REQUIRED TASK — Format the data as a numbered list, leaving out any blank lines, starting with the line that contains "Note: one point per instance of the black boot, never" and going on through the last line of the data.

————

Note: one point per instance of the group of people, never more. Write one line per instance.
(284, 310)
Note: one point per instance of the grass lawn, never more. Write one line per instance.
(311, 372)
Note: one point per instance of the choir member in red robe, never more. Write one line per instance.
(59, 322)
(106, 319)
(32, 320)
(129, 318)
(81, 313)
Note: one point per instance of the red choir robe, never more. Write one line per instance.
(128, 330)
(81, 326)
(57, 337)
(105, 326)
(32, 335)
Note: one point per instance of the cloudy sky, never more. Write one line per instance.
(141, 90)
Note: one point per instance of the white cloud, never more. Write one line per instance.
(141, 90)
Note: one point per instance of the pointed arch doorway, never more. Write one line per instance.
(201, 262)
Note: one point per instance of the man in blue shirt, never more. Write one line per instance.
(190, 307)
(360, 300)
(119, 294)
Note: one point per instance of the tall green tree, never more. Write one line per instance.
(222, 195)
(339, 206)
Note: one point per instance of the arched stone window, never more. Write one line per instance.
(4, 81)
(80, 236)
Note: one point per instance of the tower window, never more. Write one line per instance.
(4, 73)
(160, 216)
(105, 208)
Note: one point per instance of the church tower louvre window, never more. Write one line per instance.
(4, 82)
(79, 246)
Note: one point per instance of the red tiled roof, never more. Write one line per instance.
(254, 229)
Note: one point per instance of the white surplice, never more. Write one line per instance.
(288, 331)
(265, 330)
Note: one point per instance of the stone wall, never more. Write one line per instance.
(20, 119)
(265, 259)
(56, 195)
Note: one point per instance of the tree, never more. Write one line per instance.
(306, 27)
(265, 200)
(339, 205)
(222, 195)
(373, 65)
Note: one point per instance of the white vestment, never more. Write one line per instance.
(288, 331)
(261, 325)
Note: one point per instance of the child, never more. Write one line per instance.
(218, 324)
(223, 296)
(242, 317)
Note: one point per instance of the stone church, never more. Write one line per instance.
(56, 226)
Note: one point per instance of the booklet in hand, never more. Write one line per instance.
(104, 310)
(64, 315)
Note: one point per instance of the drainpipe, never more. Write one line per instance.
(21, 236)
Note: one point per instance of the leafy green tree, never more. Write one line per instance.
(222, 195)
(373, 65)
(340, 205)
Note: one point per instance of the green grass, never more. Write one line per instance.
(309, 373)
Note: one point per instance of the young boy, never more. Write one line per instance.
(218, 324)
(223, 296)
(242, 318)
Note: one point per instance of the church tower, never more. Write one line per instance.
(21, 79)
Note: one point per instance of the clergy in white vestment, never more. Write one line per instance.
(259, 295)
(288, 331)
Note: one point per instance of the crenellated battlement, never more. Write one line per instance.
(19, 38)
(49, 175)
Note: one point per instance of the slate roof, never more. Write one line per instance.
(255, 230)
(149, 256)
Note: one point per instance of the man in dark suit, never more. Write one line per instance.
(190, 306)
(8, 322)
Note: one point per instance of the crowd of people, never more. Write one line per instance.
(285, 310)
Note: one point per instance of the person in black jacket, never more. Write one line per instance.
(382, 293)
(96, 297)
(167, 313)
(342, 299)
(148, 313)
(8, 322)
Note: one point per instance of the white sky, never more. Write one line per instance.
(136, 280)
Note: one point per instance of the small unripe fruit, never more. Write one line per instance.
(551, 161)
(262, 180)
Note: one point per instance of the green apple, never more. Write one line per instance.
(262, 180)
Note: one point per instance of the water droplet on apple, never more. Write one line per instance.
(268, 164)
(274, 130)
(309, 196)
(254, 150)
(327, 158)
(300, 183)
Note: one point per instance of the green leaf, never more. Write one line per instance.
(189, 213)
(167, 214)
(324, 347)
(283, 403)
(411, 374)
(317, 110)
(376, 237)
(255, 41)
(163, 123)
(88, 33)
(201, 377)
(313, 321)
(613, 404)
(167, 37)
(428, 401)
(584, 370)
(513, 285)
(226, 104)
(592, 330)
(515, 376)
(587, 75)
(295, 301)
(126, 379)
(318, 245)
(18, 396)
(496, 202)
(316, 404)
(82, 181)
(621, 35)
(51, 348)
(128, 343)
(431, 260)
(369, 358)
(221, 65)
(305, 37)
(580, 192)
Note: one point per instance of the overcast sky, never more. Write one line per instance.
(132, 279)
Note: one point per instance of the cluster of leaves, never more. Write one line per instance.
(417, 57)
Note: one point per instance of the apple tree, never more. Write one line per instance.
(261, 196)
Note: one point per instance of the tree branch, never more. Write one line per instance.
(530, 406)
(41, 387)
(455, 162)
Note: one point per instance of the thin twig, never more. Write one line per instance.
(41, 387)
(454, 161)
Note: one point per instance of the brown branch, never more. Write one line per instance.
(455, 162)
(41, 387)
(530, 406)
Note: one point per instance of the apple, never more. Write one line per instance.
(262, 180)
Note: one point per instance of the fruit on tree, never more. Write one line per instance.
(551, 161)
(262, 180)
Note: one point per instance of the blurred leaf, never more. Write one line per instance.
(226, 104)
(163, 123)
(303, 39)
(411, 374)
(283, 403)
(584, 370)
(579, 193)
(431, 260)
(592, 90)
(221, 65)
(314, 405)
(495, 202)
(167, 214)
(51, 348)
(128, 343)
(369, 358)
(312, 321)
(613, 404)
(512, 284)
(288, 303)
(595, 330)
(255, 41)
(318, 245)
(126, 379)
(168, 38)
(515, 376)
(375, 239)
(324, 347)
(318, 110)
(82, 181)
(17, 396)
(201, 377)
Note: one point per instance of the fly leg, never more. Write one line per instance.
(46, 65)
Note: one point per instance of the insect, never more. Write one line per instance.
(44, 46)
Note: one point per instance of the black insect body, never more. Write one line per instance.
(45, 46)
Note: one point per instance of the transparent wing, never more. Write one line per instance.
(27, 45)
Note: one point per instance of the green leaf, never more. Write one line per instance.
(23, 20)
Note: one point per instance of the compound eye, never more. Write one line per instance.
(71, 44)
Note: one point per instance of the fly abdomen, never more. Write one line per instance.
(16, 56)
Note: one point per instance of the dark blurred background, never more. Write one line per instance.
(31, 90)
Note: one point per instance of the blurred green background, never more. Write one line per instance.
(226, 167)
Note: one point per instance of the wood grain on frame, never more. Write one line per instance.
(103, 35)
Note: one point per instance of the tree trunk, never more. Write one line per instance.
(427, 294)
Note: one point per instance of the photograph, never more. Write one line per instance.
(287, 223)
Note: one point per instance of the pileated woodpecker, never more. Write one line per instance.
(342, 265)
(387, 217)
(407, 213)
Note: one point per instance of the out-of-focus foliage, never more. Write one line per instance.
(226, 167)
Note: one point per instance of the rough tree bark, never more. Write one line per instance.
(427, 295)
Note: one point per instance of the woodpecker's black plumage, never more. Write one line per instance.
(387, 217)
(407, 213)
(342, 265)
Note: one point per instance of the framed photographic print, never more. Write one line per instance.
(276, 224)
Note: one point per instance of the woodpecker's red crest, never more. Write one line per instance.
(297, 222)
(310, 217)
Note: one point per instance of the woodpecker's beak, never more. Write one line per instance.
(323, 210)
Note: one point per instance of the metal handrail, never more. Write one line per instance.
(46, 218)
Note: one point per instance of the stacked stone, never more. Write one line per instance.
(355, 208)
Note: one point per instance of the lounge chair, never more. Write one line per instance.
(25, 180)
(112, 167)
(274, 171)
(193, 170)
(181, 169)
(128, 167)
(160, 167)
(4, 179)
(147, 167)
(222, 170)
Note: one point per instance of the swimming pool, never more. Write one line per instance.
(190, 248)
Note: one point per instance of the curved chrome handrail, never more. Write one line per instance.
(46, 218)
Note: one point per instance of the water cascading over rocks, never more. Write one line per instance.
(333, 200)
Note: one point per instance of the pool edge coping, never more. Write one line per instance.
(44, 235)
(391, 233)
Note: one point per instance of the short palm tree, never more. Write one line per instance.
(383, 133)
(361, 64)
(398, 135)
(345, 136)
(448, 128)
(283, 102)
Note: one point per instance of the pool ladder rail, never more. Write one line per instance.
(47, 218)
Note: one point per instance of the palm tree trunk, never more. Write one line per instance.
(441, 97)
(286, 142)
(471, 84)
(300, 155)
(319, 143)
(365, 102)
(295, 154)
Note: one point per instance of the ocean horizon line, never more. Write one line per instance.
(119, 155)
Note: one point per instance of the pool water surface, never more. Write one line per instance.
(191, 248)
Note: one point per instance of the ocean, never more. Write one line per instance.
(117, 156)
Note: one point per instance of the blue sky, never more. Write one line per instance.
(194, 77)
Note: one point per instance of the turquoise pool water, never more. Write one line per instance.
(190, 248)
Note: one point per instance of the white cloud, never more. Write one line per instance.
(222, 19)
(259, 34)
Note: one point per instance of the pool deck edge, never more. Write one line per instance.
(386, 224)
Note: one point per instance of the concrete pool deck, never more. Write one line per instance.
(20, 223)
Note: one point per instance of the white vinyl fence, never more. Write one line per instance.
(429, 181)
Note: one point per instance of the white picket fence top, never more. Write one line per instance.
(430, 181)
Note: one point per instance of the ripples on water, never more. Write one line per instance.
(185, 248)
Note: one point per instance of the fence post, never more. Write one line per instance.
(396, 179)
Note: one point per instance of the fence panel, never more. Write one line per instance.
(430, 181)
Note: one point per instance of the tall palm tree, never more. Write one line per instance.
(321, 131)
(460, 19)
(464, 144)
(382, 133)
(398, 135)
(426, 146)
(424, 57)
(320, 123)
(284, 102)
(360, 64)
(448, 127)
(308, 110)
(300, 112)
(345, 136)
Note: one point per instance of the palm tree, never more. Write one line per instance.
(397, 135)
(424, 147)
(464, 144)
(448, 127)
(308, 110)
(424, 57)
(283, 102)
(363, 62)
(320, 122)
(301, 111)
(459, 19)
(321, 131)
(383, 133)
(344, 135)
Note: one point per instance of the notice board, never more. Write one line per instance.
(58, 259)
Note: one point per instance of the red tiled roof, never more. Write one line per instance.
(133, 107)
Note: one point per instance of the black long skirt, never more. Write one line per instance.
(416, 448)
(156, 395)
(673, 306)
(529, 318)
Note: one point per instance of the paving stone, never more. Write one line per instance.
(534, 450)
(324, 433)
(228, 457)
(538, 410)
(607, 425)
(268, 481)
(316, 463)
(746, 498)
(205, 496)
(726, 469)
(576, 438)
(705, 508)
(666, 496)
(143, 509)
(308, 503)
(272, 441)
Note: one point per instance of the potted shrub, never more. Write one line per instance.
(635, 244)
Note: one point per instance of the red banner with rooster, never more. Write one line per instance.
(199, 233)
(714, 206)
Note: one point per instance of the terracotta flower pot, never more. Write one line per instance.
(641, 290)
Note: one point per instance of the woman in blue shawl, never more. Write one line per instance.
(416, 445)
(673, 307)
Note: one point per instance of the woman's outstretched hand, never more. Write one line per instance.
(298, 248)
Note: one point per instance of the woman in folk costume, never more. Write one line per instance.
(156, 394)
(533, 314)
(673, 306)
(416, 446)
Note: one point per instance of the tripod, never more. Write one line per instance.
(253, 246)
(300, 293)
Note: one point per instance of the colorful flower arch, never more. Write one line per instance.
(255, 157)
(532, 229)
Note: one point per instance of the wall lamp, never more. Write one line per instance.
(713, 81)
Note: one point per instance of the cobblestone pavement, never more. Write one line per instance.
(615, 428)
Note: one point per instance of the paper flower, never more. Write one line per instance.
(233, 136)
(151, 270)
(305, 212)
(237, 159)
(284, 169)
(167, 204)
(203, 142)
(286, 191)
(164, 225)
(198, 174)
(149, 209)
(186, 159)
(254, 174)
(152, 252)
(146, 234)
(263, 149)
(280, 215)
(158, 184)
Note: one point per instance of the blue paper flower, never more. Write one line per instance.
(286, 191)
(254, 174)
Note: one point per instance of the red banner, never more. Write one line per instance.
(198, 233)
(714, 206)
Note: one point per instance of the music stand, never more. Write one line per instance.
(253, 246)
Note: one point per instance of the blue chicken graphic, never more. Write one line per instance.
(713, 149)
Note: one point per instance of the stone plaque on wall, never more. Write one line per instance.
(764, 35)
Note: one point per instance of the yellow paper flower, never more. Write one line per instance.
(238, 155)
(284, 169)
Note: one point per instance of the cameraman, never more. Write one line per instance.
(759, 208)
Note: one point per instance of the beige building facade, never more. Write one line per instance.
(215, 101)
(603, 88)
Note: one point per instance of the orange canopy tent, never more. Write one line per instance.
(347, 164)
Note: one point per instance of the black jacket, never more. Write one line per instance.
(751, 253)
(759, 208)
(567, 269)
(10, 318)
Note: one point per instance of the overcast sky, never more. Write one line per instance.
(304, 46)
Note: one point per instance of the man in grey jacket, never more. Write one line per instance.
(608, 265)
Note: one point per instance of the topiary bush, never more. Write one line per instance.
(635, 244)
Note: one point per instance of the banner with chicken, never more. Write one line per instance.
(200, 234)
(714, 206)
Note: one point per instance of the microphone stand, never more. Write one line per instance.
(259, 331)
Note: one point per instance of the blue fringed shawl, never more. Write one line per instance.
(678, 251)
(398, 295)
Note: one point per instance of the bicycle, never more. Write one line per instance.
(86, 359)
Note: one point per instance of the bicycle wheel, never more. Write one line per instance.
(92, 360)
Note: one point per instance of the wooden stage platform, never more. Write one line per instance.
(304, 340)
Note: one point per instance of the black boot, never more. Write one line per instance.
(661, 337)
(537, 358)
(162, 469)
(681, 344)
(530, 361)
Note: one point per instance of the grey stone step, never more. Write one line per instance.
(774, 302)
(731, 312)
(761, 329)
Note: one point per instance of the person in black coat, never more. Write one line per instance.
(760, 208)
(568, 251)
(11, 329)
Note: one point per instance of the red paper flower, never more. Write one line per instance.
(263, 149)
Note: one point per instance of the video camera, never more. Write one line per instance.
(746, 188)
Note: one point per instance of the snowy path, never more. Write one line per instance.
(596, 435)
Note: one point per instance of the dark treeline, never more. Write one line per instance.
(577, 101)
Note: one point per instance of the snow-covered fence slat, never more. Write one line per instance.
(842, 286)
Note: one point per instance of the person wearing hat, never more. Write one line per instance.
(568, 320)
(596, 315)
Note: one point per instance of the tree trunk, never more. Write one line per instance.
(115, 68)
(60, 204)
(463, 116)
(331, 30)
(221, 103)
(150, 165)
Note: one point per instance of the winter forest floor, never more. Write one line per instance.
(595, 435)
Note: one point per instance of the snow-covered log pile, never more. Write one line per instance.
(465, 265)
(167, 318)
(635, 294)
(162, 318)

————

TASK RESULT —
1. Note: one point per instance of the black boot, never more. Write one line per instance.
2. (661, 337)
3. (537, 358)
4. (162, 469)
5. (681, 344)
6. (530, 361)
7. Note: one point per instance of the grey stone step, never more. Write one line per instance.
8. (774, 302)
9. (731, 312)
10. (761, 329)
11. Note: one point per instance of the person in black coat, never more. Write one line per instance.
12. (760, 208)
13. (568, 251)
14. (11, 329)
15. Note: one point per instance of the red paper flower, never more. Write one line per instance.
16. (263, 149)
17. Note: one point per instance of the video camera, never more. Write one line per instance.
18. (746, 188)
19. Note: one point per instance of the snowy path, never more. Write one line per instance.
20. (596, 435)
21. Note: one point per instance of the dark treeline, never more. Write one line per instance.
22. (577, 101)
23. Note: one point per instance of the snow-covered fence slat, never more. Write one line per instance.
24. (842, 286)
25. Note: one point per instance of the person wearing hat, never more. Write one line per instance.
26. (568, 320)
27. (596, 315)
28. Note: one point per instance of the tree trunk, never more. Write one line per instance.
29. (115, 68)
30. (60, 204)
31. (463, 116)
32. (331, 30)
33. (221, 103)
34. (150, 165)
35. Note: one point per instance of the winter forest floor, never more. Write one line per instance.
36. (595, 435)
37. Note: one point per instance of the snow-covered log pile, never more. Write one line per instance.
38. (465, 265)
39. (167, 318)
40. (635, 294)
41. (162, 318)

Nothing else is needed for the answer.